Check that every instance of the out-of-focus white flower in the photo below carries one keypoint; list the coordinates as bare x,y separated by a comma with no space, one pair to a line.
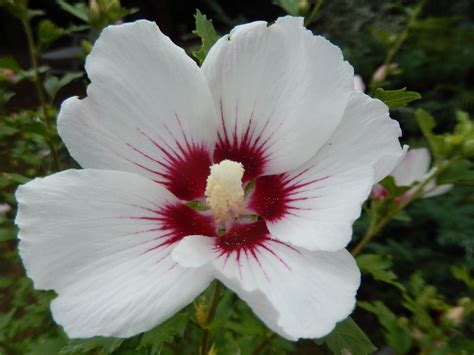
269,126
412,169
4,208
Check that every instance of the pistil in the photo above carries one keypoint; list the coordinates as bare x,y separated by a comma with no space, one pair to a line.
224,191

◇ ◇ ◇ ◇ ◇

Number the lines above as a list, starting at the line containing "Check that every instance of the pistil" and running through the final line, and drop any blank lines.

1. Check that every instance of the pistil in the photo above carries one keypoint; list the coordinates as bare x,y separated by a comma with no space, one pair to a line.
2. 224,191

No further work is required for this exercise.